TEXT SEGMENT>
»»

Figure 4-3. Subset of a CDD, showing several different kinds of the data and technology assets that inform its structure. This behavioral model predicts how investing in a marketing program to promote social distancing will affect the social-distancing compliance. The econometric model shows how pricing leads to demand, and the ML model predicts how investing in a marketing program will affect the mask compliance. Please see the full decision model in Figure P-2 or the supplemental materials repository.

With all this in mind, please see “Formal Process Description: Process B2: Decision Asset Investigation” (including filling out the register and annotating the CDD), followed by some guidance on how to do this. Note that this process is different from step 12, which involves assessing expertise, from Process B1, Decision Design (Chapter 3), because it assumes a complete CDD as input to the process. It’s also about discovering technical elements that bridge the CDD from a diagram to a computerized model, not investigating new elements for the CDD. Both processes enhance the CDD, just in different ways.

Recording the decision assets

You need to record more information about each decision asset than you can show on a CDD. How you record it depends on how your organization manages data and knowledge. If you manage data and knowledge at the departmental level, you might use a spreadsheet or table like Table 4-3 as a Decision Asset Register to record the locations and owners of the assets associated with your CDD elements.

On the other hand, if you have a mature data governance architecture, your lexicon can precisely define each data term and document the authoritative source for obtaining or computing its value. You can reference lexicon entries in a spreadsheet, but as you create CDDs, you might consider building a dependency lexicon that documents elements that appear as intermediates or outcomes and their dependencies, the arrows into them and the elements on the left sides of those arrows with ties to your data lexicon for the data that informs those dependencies. This makes the dependencies easily available for future CDDs.

If you choose to take this more formal route, then a dependency lexicon will let you answer questions like, “Which organizational outcomes does this piece of data drive?” as well as the question addressed by Decision Asset Investigation, “Which data and knowledge affects this outcome?” If your organization has mature knowledge management (KM) systems, standards, and/or processes, you can similarly link your dependency lexicon to it for dependencies informed by human knowledge.

««

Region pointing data
»»

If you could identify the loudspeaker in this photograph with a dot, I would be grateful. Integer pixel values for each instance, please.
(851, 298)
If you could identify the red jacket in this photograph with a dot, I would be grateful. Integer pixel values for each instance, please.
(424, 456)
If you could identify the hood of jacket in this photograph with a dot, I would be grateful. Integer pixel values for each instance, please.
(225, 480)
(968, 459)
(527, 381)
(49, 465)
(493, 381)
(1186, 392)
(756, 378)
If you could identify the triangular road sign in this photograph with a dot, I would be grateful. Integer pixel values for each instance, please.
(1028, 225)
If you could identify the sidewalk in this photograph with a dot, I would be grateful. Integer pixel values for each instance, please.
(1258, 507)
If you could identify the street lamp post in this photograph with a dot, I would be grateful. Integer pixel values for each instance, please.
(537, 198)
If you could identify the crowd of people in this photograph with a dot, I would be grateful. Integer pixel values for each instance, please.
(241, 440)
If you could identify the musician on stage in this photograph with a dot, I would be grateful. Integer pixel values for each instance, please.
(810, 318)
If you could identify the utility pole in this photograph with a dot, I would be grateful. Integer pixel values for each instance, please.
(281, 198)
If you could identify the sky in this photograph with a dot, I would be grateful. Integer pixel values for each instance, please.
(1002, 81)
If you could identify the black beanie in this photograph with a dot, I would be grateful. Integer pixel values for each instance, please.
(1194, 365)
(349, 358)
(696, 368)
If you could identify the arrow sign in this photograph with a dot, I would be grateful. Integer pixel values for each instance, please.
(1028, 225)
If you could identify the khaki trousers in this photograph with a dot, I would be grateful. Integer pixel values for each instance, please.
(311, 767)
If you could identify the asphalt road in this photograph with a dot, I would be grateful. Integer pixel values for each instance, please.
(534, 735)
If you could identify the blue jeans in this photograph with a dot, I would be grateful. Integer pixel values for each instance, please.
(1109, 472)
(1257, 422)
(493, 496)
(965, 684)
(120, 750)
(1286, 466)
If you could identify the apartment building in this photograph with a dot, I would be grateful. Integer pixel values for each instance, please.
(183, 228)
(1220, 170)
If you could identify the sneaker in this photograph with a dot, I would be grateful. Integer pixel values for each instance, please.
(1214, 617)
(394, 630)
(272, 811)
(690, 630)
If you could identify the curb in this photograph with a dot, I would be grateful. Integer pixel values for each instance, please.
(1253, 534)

««

CHECK YOUR UNDERSTANDING>
a – Reproduce the portion of the passage on decision assets starting at "You need to" and ending at "your CDD elements.".
b – Answer these questions using the passage on decision assets:
(i) According to the figure caption, what does the ML model predict?
(ii) If data and knowledge are managed at the departmental level, what might serve as a Decision Asset Register?
(iii) What question about organizational outcomes does a dependency lexicon let you answer?

RESULTS BY TASK>
a –
You need to record more information about each decision asset than you can show on a CDD. How you record it depends on how your organization manages data and knowledge. If you manage data and knowledge at the departmental level, you might use a spreadsheet or table like Table 4-3 as a Decision Asset Register to record the locations and owners of the assets associated with your CDD elements.

b –
(i) How investing in a marketing program will affect mask compliance.
(ii) A spreadsheet or table like Table 4-3.
(iii) "Which organizational outcomes does this piece of data drive?"